((

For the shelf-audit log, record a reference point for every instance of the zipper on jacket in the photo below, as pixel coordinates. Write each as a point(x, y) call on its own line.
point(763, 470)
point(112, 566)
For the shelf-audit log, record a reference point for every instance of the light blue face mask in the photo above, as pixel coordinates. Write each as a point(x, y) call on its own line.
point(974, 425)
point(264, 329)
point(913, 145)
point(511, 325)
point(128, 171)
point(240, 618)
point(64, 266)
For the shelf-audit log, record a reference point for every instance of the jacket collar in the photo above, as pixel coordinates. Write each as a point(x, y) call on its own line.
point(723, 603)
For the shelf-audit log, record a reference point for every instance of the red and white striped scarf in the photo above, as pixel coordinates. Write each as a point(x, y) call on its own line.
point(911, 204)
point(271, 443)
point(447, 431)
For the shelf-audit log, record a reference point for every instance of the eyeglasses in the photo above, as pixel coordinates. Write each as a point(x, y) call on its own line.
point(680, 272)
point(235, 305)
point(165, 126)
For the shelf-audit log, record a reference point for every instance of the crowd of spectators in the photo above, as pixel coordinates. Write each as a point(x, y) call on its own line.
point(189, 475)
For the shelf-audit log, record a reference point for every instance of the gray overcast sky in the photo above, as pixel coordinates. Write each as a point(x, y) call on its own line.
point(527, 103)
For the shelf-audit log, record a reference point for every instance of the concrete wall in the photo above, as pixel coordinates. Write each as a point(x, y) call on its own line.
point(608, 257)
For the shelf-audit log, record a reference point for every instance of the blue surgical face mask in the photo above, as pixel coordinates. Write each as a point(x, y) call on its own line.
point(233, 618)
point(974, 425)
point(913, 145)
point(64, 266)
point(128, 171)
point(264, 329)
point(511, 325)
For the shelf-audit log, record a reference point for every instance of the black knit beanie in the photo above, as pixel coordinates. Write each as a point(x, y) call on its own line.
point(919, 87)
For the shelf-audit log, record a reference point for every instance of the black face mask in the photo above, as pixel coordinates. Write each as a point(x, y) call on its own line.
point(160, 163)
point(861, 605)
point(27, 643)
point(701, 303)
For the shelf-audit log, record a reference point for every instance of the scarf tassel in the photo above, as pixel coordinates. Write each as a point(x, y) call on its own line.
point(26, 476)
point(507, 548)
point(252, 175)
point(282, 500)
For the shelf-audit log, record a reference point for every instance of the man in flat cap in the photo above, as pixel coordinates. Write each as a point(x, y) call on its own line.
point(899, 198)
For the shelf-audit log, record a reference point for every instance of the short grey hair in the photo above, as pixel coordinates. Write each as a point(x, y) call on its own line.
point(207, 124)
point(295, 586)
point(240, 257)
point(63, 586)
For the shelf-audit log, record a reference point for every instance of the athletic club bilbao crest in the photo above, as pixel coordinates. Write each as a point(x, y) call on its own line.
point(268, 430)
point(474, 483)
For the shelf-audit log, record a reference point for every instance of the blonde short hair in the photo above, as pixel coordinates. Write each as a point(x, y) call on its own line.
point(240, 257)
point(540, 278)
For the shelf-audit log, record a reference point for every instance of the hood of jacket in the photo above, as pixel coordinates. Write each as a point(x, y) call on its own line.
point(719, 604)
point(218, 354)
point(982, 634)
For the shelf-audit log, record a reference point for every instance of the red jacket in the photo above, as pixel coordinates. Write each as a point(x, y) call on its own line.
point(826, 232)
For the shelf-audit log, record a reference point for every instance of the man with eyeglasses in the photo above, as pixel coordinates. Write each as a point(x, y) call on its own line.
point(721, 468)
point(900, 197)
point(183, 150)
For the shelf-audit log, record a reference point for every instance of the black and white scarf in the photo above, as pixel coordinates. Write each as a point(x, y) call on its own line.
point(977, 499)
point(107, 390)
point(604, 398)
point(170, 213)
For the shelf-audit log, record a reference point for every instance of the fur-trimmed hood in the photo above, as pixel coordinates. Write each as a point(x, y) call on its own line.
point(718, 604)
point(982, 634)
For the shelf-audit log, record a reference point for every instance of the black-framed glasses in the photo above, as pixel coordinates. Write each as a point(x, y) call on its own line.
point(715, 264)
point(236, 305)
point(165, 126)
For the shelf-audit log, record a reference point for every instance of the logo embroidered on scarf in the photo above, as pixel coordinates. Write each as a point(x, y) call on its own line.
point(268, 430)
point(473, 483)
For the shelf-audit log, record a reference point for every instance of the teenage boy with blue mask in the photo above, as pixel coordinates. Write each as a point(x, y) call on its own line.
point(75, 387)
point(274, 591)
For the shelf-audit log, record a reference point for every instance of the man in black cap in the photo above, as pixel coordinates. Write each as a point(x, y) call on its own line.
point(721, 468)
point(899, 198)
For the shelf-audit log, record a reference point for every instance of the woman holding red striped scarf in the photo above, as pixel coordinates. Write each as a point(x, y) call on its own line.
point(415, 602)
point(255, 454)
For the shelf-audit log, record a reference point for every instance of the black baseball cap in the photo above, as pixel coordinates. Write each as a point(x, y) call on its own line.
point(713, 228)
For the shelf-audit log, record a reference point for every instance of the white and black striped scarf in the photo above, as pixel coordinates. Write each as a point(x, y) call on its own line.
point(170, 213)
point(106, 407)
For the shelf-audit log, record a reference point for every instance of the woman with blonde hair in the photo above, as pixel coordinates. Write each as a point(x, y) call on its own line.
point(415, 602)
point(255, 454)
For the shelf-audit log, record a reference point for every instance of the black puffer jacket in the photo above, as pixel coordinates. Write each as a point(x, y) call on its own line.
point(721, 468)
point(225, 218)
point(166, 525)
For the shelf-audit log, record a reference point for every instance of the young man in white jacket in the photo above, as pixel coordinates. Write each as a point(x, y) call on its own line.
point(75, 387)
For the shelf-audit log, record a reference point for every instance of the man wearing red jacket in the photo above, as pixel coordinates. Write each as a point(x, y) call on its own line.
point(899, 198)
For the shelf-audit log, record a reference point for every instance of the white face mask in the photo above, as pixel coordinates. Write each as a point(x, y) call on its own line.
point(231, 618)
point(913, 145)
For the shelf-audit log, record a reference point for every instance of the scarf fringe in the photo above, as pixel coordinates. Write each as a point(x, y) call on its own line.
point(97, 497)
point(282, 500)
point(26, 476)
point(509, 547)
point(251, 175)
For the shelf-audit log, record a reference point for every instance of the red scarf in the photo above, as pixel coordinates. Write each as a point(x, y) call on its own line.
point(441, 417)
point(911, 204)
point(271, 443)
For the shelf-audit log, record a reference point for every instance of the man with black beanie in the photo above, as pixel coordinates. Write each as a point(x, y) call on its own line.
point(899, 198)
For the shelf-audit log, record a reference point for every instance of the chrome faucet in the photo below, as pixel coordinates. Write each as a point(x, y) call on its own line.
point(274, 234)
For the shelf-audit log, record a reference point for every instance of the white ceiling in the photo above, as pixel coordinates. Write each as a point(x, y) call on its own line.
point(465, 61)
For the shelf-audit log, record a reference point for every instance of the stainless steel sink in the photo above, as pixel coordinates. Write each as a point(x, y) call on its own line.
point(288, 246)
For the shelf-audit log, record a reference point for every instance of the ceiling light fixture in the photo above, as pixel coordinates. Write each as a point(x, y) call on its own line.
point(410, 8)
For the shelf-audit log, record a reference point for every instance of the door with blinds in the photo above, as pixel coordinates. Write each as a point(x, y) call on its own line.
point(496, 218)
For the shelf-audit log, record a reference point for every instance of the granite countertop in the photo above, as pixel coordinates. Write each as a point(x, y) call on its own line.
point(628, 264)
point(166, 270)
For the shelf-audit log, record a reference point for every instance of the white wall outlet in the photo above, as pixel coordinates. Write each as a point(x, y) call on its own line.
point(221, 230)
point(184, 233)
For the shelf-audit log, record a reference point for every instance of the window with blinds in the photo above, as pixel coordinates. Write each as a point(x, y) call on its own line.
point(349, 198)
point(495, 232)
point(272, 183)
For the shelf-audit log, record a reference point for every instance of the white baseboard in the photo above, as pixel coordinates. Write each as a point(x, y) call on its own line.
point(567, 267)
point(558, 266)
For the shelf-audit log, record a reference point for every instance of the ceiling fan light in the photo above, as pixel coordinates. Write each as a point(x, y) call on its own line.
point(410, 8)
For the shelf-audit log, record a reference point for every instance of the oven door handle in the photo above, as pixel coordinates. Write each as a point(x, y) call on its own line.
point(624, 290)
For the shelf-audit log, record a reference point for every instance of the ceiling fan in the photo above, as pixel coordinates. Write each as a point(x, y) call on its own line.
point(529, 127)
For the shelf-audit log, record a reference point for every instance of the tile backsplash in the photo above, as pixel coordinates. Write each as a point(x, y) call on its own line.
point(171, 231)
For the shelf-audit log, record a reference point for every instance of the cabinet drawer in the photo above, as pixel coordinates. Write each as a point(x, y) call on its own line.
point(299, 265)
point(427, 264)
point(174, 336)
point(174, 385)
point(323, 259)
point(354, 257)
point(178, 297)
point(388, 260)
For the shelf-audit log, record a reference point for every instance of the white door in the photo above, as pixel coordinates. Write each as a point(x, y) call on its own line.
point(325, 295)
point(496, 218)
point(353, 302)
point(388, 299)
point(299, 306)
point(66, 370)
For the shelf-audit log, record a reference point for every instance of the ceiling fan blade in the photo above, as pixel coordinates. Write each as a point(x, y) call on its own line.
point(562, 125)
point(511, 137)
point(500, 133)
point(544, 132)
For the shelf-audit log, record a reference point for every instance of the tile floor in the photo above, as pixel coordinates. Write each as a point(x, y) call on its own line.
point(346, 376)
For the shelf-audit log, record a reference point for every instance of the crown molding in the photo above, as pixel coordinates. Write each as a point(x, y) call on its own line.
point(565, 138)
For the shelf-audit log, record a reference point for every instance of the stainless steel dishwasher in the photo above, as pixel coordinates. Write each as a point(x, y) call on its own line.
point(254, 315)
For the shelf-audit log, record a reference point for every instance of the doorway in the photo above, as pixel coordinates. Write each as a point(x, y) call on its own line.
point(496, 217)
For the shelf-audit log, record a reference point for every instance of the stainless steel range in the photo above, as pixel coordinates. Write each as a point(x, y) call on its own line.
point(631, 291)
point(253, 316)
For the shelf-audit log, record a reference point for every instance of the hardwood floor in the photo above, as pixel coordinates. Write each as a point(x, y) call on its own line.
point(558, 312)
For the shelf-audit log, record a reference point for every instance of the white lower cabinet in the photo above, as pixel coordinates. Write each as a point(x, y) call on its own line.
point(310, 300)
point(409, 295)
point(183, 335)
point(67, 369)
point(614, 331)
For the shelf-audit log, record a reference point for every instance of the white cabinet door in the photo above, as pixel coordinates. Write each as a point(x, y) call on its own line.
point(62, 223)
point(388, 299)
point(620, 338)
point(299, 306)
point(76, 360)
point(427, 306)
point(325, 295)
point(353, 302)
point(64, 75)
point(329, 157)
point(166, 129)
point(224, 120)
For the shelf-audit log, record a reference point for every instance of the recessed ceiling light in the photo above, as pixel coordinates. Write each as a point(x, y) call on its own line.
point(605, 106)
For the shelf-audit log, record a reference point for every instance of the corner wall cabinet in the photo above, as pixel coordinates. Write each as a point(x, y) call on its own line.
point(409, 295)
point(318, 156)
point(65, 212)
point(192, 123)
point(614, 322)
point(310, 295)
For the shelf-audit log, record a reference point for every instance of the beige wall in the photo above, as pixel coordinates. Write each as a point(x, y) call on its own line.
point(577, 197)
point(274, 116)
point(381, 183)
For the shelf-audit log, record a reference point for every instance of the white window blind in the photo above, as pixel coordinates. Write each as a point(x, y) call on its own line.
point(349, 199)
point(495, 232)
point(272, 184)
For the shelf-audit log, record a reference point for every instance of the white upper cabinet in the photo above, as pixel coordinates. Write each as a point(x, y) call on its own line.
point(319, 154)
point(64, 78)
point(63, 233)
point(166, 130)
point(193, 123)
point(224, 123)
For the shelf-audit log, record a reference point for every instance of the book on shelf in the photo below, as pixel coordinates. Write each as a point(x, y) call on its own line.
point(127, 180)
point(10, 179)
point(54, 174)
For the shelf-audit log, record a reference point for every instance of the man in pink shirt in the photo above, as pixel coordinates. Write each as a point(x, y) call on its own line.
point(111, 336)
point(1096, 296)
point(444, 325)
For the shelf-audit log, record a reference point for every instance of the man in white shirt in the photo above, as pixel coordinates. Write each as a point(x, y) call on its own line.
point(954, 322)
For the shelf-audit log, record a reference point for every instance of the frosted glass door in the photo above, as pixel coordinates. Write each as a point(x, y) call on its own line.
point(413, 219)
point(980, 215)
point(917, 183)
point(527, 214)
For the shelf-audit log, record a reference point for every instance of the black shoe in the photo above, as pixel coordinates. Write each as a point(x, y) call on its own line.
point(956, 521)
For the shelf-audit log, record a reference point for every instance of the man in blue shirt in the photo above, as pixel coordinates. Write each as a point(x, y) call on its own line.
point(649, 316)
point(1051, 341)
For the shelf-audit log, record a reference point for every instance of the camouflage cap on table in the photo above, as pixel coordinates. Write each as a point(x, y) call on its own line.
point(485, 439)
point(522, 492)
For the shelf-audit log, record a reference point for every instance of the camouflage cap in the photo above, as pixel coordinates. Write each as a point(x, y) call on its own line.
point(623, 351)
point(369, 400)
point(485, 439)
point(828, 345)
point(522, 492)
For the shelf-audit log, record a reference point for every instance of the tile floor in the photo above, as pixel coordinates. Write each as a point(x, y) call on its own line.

))

Copy out again, unchanged, the stretch of lines above from the line containing "stainless steel dishwasher" through the line containing "point(381, 183)", including both of those lines.

For the shelf-audit log, record a reference point for every instance of the stainless steel dishwasher in the photo above, as pixel coordinates. Write each as a point(x, y) call on its own line.
point(254, 315)
For the shelf-audit log, record a reference point for every instance of the doorway in the photo above, as pixel coordinates. Write each as a point(x, y) call on its own line.
point(496, 217)
For the shelf-audit log, record a reference point for every instance of the stainless steel range in the photo above, as pixel coordinates. Write each as a point(x, y) call on its own line.
point(631, 291)
point(253, 316)
For the shelf-audit log, record a reference point for every instance of the hardwood floor in the photo above, as pixel coordinates. Write each as a point(x, y) call on its own line.
point(558, 312)
For the shelf-audit log, record a reference point for every instance of the white lower cabinet in the photo above, as pixel coordinates. Write each as a point(x, y) call on its own line.
point(310, 300)
point(409, 295)
point(183, 335)
point(67, 369)
point(614, 331)
For the shelf-audit log, record a reference point for every instance of the white cabinet door in the photo above, as pixel coordinates. Write each as a point(x, y) call on its own line.
point(62, 223)
point(388, 299)
point(620, 338)
point(299, 306)
point(76, 360)
point(427, 306)
point(325, 295)
point(353, 302)
point(64, 75)
point(329, 157)
point(166, 129)
point(224, 120)
For the shelf-audit log, record a reference point for every instance of the recessed ceiling light in the photo above, as pixel coordinates. Write each as a point(x, y) call on its own line.
point(605, 106)
For the shelf-audit log, record a reference point for every instance of the corner wall cabinet in the photo above, as pixel coordinates. Write each as a point(x, y) call on its own line.
point(409, 295)
point(318, 156)
point(65, 212)
point(192, 123)
point(614, 322)
point(310, 295)
For the shelf-audit log, record a reference point for every instance of the beige wall in the photo above, as pixel coordinates. Write each as a point(x, y) call on its own line.
point(577, 197)
point(274, 116)
point(381, 183)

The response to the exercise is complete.